_Task prompt:_ Gather every line of the entries below that contains the word "castle", matching its case exactly.

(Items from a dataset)
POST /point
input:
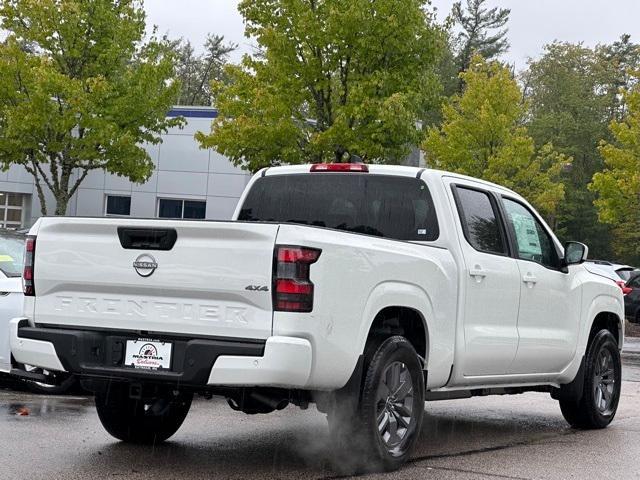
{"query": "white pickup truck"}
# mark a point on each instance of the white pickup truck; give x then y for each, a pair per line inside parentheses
(363, 289)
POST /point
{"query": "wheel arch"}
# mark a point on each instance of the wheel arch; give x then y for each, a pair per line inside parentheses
(405, 321)
(410, 302)
(607, 320)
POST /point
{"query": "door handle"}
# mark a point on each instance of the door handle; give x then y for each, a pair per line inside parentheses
(477, 273)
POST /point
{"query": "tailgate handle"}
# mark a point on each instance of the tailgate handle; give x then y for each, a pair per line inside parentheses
(140, 238)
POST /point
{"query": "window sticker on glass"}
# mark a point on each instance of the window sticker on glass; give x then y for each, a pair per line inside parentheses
(526, 234)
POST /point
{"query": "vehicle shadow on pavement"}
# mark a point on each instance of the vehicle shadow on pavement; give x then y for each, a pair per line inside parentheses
(300, 450)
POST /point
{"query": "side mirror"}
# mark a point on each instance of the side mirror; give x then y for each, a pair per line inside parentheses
(575, 253)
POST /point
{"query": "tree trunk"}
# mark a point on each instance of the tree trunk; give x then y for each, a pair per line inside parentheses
(62, 200)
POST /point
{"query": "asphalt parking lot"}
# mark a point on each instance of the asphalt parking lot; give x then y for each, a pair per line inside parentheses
(514, 437)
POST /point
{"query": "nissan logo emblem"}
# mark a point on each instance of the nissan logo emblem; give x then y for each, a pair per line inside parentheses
(145, 265)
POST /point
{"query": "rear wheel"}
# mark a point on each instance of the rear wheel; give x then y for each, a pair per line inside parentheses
(148, 420)
(602, 382)
(382, 431)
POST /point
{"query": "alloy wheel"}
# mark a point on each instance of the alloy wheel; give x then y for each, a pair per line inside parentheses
(394, 407)
(604, 382)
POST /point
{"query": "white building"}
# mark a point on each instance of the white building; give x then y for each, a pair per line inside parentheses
(187, 183)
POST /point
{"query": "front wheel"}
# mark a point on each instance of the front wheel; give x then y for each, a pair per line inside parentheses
(602, 383)
(382, 431)
(146, 421)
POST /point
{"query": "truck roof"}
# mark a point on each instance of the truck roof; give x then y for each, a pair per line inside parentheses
(375, 169)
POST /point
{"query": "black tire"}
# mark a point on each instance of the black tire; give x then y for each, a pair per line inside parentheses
(602, 383)
(382, 431)
(148, 421)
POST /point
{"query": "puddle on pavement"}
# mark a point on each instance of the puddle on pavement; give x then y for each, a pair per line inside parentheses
(28, 406)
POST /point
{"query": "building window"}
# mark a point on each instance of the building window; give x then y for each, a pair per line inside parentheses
(171, 208)
(118, 205)
(11, 210)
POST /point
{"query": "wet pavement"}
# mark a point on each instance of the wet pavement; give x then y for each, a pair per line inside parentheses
(512, 437)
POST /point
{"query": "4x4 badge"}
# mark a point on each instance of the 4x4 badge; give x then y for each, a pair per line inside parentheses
(257, 288)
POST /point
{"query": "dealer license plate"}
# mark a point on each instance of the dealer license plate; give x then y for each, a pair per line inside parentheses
(148, 354)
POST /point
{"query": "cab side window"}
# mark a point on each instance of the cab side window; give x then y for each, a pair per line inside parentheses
(532, 240)
(480, 222)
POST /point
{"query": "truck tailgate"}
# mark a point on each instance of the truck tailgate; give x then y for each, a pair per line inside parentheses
(214, 281)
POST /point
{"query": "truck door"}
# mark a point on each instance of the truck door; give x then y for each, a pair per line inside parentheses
(491, 284)
(549, 314)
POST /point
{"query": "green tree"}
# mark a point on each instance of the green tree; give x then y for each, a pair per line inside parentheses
(618, 185)
(332, 78)
(483, 32)
(197, 71)
(570, 108)
(482, 135)
(80, 91)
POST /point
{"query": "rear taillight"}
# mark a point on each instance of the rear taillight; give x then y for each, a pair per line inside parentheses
(292, 287)
(28, 287)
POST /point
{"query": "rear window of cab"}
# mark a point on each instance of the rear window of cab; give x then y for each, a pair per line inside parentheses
(395, 207)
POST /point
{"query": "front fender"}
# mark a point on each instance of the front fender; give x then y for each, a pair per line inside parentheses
(602, 303)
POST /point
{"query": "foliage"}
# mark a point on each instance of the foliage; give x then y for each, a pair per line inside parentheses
(570, 107)
(479, 35)
(573, 93)
(618, 185)
(80, 91)
(197, 71)
(482, 135)
(333, 78)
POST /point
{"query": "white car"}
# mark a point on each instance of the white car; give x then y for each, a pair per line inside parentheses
(11, 305)
(11, 298)
(363, 289)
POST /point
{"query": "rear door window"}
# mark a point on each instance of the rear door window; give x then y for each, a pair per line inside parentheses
(480, 221)
(394, 207)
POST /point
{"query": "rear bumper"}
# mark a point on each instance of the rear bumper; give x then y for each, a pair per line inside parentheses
(198, 362)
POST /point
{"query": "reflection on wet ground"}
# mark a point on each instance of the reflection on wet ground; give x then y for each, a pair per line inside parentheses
(518, 437)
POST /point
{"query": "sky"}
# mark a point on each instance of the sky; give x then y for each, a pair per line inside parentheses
(532, 24)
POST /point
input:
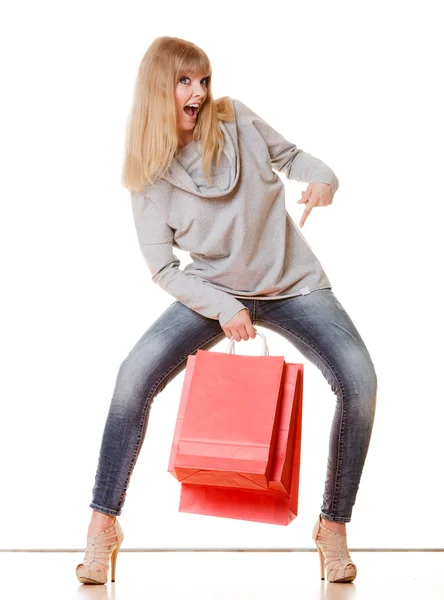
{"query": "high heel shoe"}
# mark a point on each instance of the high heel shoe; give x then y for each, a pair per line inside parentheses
(333, 554)
(100, 548)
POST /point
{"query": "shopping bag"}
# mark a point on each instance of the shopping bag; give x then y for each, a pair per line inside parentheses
(227, 421)
(279, 503)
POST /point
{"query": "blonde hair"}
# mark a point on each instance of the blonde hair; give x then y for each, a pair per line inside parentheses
(152, 137)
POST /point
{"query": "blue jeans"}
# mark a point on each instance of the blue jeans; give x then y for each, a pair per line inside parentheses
(316, 324)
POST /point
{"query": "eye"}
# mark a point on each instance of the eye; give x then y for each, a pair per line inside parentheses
(205, 80)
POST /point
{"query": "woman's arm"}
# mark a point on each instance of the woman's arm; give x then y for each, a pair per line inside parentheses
(156, 244)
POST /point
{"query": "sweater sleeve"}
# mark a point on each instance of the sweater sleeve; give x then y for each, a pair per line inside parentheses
(156, 244)
(286, 156)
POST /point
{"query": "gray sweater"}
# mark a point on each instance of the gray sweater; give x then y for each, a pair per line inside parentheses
(240, 237)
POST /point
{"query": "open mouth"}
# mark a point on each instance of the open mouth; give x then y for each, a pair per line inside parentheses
(191, 111)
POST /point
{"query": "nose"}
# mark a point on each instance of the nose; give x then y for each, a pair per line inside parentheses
(199, 91)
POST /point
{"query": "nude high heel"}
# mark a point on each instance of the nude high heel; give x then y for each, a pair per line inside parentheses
(100, 548)
(333, 554)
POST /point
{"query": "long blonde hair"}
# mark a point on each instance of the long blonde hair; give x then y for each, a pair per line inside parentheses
(152, 138)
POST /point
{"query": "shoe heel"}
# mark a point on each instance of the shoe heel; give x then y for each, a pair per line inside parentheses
(113, 562)
(322, 561)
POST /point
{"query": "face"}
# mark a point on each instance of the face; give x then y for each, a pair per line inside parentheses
(190, 89)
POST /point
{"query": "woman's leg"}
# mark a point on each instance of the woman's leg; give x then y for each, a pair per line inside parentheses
(159, 355)
(318, 325)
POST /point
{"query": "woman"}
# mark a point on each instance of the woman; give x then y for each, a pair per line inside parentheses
(251, 265)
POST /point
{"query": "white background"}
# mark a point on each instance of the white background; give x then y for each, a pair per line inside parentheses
(356, 84)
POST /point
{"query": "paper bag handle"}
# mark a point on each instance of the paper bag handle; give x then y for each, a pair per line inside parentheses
(265, 352)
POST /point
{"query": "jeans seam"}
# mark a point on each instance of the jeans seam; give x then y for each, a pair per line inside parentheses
(149, 397)
(338, 473)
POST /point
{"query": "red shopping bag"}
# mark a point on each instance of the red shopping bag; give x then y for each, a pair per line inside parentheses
(279, 503)
(227, 422)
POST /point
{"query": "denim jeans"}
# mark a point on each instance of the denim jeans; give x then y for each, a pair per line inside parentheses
(315, 323)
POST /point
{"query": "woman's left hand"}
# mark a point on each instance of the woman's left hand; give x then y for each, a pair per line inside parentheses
(316, 194)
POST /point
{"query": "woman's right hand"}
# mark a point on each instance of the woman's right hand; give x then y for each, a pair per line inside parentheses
(240, 326)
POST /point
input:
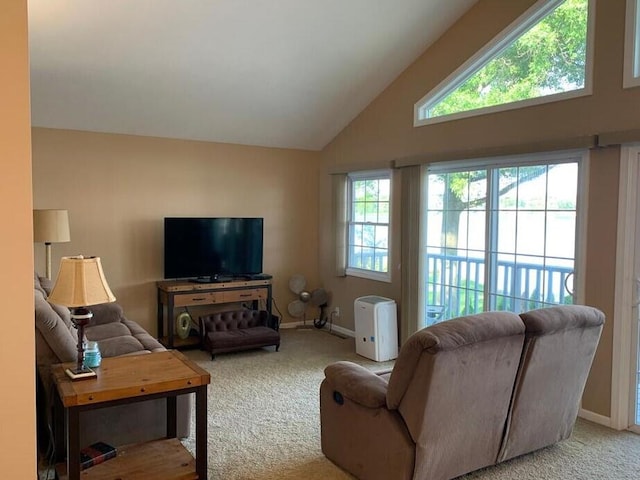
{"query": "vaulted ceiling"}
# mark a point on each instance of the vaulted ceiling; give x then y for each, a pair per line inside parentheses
(278, 73)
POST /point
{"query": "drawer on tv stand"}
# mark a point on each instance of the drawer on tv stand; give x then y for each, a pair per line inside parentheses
(244, 295)
(204, 298)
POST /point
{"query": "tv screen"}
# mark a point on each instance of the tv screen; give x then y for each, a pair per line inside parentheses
(212, 247)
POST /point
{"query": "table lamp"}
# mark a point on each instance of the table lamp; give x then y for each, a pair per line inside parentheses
(50, 226)
(80, 284)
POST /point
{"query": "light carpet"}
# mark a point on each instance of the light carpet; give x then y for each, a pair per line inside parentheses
(264, 421)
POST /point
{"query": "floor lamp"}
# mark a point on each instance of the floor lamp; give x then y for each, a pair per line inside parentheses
(80, 284)
(50, 226)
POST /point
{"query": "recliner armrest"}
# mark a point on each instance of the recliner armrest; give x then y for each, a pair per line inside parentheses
(357, 384)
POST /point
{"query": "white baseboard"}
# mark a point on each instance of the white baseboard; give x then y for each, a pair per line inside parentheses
(595, 417)
(341, 330)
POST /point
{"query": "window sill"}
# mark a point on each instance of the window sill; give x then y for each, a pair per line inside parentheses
(369, 275)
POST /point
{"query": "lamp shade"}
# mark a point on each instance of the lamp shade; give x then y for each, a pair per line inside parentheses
(51, 226)
(80, 283)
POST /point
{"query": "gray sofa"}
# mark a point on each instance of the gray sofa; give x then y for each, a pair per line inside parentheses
(56, 342)
(463, 394)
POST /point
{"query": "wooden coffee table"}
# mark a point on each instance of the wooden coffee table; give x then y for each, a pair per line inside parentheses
(130, 379)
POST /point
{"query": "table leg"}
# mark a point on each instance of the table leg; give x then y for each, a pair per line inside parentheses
(172, 415)
(201, 432)
(73, 443)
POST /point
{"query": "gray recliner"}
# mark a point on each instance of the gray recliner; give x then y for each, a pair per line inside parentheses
(464, 394)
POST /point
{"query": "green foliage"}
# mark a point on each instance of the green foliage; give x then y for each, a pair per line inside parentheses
(549, 58)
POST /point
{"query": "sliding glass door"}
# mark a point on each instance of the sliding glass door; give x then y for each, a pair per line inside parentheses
(499, 237)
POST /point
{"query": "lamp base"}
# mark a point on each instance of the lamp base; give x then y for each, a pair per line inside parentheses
(80, 374)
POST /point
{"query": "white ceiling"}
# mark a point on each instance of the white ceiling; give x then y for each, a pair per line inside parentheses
(279, 73)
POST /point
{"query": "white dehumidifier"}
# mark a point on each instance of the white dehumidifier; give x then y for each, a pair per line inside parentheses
(376, 328)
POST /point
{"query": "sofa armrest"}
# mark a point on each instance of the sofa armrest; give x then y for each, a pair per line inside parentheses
(106, 313)
(357, 384)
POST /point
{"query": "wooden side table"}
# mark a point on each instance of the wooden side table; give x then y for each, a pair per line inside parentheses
(137, 378)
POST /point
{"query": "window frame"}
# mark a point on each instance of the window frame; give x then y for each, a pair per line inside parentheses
(491, 50)
(558, 157)
(631, 76)
(362, 272)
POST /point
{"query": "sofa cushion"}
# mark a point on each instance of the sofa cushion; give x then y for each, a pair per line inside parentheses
(247, 337)
(61, 339)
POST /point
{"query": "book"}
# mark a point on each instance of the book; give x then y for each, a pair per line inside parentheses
(95, 454)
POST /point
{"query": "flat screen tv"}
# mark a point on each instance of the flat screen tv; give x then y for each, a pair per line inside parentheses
(212, 248)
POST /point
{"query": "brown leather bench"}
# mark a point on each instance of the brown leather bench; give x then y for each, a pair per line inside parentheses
(237, 330)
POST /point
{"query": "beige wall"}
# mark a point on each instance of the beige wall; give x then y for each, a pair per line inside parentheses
(17, 404)
(119, 188)
(384, 131)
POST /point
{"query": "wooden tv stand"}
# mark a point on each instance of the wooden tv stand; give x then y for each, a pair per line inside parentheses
(183, 293)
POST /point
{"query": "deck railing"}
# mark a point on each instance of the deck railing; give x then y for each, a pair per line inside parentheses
(455, 286)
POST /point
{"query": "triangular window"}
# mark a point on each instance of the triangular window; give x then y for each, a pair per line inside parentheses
(545, 53)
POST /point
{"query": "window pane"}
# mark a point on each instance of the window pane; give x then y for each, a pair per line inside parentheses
(371, 214)
(383, 212)
(385, 190)
(547, 59)
(371, 190)
(369, 218)
(532, 188)
(382, 236)
(359, 211)
(530, 238)
(521, 257)
(359, 191)
(561, 233)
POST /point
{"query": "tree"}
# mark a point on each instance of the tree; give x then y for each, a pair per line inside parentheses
(457, 197)
(549, 58)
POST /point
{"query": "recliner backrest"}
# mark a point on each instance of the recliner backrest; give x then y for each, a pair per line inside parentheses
(559, 348)
(452, 384)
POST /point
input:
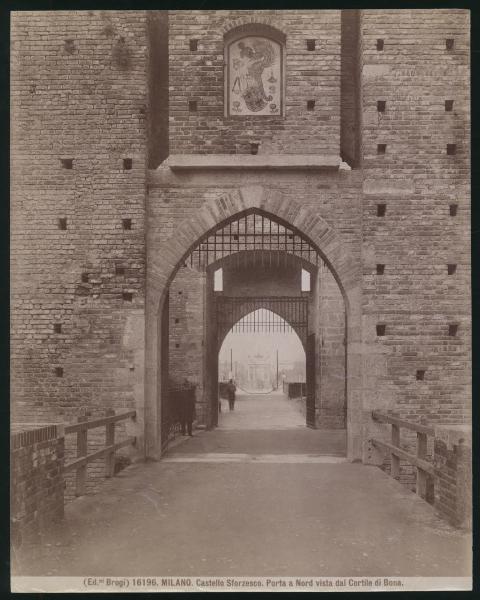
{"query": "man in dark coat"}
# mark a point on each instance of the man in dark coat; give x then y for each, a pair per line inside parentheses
(187, 411)
(231, 389)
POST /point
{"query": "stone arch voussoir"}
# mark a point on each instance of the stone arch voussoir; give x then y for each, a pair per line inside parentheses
(217, 210)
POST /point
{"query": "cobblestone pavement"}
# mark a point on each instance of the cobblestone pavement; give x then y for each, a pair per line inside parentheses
(234, 502)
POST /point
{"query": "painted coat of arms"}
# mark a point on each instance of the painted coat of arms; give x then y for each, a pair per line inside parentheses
(255, 77)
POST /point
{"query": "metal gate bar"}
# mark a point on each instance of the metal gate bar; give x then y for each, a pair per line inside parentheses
(252, 232)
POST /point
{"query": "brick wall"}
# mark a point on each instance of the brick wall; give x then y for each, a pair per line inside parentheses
(199, 75)
(453, 475)
(79, 91)
(80, 82)
(36, 480)
(330, 368)
(350, 132)
(415, 298)
(186, 328)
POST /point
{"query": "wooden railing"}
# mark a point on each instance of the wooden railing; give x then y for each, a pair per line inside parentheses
(424, 469)
(81, 429)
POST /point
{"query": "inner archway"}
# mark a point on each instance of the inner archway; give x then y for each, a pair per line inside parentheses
(304, 225)
(264, 358)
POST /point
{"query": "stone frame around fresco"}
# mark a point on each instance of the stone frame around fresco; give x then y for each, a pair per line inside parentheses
(254, 30)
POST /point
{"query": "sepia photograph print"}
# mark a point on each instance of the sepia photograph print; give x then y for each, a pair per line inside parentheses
(240, 300)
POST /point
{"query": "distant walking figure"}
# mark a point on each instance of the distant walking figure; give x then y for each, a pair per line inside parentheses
(187, 409)
(231, 389)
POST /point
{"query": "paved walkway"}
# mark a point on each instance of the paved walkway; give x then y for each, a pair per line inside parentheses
(252, 502)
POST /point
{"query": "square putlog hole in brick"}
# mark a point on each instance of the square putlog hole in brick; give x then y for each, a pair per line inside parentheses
(451, 269)
(448, 105)
(453, 329)
(67, 163)
(420, 374)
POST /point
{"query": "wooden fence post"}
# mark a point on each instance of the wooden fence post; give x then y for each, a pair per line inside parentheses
(395, 460)
(109, 441)
(82, 446)
(421, 475)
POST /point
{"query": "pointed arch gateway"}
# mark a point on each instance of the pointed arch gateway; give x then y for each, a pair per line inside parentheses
(164, 260)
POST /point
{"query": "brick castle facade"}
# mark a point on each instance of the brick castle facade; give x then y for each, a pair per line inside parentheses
(125, 153)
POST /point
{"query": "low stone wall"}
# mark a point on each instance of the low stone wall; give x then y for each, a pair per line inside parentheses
(453, 474)
(449, 489)
(36, 480)
(294, 389)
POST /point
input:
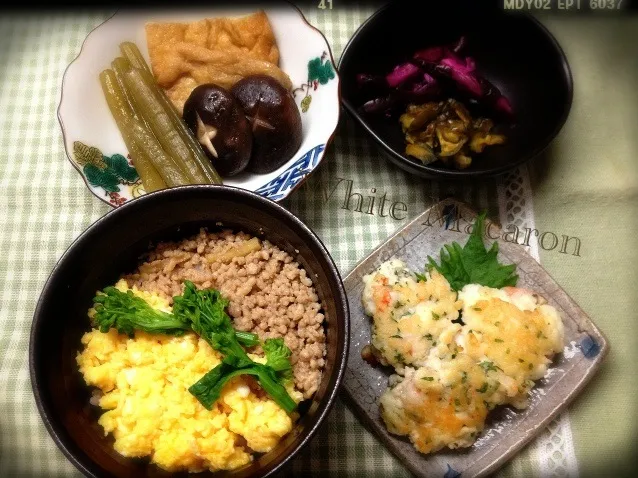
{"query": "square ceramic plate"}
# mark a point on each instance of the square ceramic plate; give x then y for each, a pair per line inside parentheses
(507, 430)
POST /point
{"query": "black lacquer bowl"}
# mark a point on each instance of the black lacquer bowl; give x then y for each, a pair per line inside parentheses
(112, 246)
(512, 50)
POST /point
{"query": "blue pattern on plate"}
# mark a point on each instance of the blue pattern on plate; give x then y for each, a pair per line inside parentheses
(451, 473)
(279, 187)
(589, 347)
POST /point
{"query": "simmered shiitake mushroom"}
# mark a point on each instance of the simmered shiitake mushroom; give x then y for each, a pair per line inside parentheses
(274, 119)
(218, 122)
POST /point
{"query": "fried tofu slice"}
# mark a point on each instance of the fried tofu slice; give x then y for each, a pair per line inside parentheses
(214, 50)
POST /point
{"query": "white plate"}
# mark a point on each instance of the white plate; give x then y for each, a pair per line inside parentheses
(91, 136)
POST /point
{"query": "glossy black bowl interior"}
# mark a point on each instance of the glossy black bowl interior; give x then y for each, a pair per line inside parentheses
(110, 247)
(512, 50)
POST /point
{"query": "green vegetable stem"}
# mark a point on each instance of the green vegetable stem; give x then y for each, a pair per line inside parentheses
(204, 312)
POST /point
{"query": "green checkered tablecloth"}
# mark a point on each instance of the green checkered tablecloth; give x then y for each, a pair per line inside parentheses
(44, 205)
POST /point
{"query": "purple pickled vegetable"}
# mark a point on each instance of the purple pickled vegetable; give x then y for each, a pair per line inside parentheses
(459, 45)
(402, 74)
(423, 90)
(431, 55)
(461, 73)
(379, 105)
(502, 104)
(432, 72)
(377, 81)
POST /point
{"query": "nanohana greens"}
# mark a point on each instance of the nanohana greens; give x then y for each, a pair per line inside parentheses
(203, 312)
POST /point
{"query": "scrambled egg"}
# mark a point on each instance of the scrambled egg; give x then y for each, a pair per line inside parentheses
(144, 389)
(449, 375)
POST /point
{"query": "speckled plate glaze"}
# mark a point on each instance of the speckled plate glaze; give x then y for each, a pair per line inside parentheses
(507, 430)
(94, 144)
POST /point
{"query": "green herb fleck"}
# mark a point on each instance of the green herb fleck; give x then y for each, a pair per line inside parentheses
(488, 366)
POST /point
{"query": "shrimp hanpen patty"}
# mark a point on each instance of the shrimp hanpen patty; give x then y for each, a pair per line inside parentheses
(409, 316)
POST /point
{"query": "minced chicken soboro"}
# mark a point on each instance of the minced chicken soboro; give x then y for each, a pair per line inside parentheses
(270, 294)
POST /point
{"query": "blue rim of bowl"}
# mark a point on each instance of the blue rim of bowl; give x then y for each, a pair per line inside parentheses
(279, 197)
(340, 368)
(430, 172)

_Task solution:_
{"query": "brick castle facade"}
# mark a point on each instance of the brick castle facade; give x then y for each, a pair per line inside parentheses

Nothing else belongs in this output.